* [WHAT YOU HAVE TO DO] Rewrite all of the entries below as a numbered list, leaving out any blank lines.

--- Begin ---

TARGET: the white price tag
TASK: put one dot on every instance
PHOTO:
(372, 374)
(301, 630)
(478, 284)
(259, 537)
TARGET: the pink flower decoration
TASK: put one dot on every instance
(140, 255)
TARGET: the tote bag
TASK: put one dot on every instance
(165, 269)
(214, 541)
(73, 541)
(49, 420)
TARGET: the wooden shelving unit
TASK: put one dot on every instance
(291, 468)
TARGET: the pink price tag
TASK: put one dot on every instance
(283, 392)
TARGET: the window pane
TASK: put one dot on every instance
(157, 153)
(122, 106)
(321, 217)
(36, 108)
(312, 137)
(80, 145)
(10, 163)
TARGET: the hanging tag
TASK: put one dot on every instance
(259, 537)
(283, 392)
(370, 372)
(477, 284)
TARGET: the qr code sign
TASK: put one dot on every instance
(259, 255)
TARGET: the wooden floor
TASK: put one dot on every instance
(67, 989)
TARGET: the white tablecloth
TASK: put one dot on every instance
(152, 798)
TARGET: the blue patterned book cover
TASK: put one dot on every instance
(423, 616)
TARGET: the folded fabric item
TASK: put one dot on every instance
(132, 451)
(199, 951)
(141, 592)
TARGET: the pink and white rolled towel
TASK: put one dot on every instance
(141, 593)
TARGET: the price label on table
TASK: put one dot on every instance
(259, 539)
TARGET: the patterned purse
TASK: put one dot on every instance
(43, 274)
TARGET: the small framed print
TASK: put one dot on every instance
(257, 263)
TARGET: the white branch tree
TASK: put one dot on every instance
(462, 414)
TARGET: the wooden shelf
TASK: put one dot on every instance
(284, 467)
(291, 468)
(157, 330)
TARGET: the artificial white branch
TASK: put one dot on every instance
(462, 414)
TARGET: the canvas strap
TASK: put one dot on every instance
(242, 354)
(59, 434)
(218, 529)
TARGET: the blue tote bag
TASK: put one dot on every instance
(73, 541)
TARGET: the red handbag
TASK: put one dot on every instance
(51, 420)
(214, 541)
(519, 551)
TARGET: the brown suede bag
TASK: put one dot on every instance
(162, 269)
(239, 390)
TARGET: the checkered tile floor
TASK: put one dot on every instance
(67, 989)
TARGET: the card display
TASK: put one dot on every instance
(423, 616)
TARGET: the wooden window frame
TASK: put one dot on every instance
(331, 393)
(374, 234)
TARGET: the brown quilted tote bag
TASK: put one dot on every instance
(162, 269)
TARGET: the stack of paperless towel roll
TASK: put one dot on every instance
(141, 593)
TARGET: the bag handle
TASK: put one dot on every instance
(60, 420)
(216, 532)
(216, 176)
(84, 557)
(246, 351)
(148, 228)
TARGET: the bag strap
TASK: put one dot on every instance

--- End ---

* [FULL RESPONSE]
1. TARGET: the white price tag
2. TASK: put one dot on every instance
3. PHOTO:
4. (372, 374)
5. (301, 630)
6. (478, 284)
7. (259, 537)
8. TARGET: the pink flower decoration
9. TASK: put one dot on every instance
10. (140, 255)
11. TARGET: the tote bag
12. TASK: put one dot on every instance
13. (165, 269)
14. (214, 541)
15. (73, 541)
16. (49, 420)
17. TARGET: the wooden shelving unit
18. TASK: put one dot on every instance
19. (291, 468)
20. TARGET: the pink price tag
21. TASK: put one dot on every instance
22. (283, 392)
23. TARGET: the window pane
24. TASK: put one dot on every instance
25. (157, 153)
26. (122, 106)
27. (321, 217)
28. (36, 108)
29. (312, 137)
30. (80, 145)
31. (10, 163)
32. TARGET: the hanging tag
33. TASK: put one dot on every instance
34. (259, 537)
35. (283, 392)
36. (370, 372)
37. (477, 284)
38. TARGET: the qr code sign
39. TASK: put one dot on every instance
40. (259, 255)
41. TARGET: the wooden floor
42. TASK: put one dot on every instance
43. (67, 989)
44. TARGET: the white tablecloth
45. TASK: put one dot on every instance
46. (152, 798)
47. TARGET: the blue patterned book cover
48. TASK: put one dot on every instance
49. (423, 616)
50. TARGET: the folded fabric item
51. TASK: put one dot on every instance
52. (132, 451)
53. (199, 951)
54. (141, 592)
55. TARGET: the pink and white rolled towel
56. TASK: put one dot on every instance
57. (141, 593)
58. TARGET: the price label on table
59. TASK: put one dot on every instance
60. (259, 539)
61. TARGET: the patterned purse
62. TASK: put one dot on every instance
63. (43, 274)
64. TARGET: the small framed print
65. TASK: put one dot on every instance
66. (257, 263)
67. TARGET: the white branch tree
68. TASK: put one dot on every instance
69. (462, 414)
70. TARGET: the wooden shelf
71. TASK: put one dot on every instance
72. (284, 467)
73. (291, 468)
74. (157, 330)
75. TARGET: the artificial white branch
76. TASK: put one dot on every instance
77. (462, 414)
78. TARGET: the canvas strap
79. TASK: put one dot on every instance
80. (242, 354)
81. (59, 434)
82. (218, 529)
83. TARGET: the blue tote bag
84. TASK: put one dot on every instance
85. (73, 541)
86. TARGET: the red handbag
87. TASK: put one dot on every instance
88. (51, 420)
89. (214, 541)
90. (519, 551)
91. TARGET: the brown suede bag
92. TASK: put one dot on every instance
93. (162, 269)
94. (239, 390)
95. TARGET: the checkered tile floor
96. TASK: put one dot on every instance
97. (67, 989)
98. TARGET: the card display
99. TASK: put one dot on every instance
100. (423, 616)
101. TARGET: the wooden window frame
102. TASK: put one dot on every instance
103. (331, 393)
104. (374, 234)
105. TARGET: the brown quilted tote bag
106. TASK: put one dot on every instance
107. (162, 269)
108. TARGET: the stack of paperless towel roll
109. TASK: put one dot on every instance
110. (141, 593)
111. TARGET: the bag handle
112. TASK: put one dot on every instance
113. (60, 420)
114. (216, 532)
115. (216, 176)
116. (84, 557)
117. (246, 351)
118. (148, 228)
119. TARGET: the bag strap
120. TASK: put one dot on every instance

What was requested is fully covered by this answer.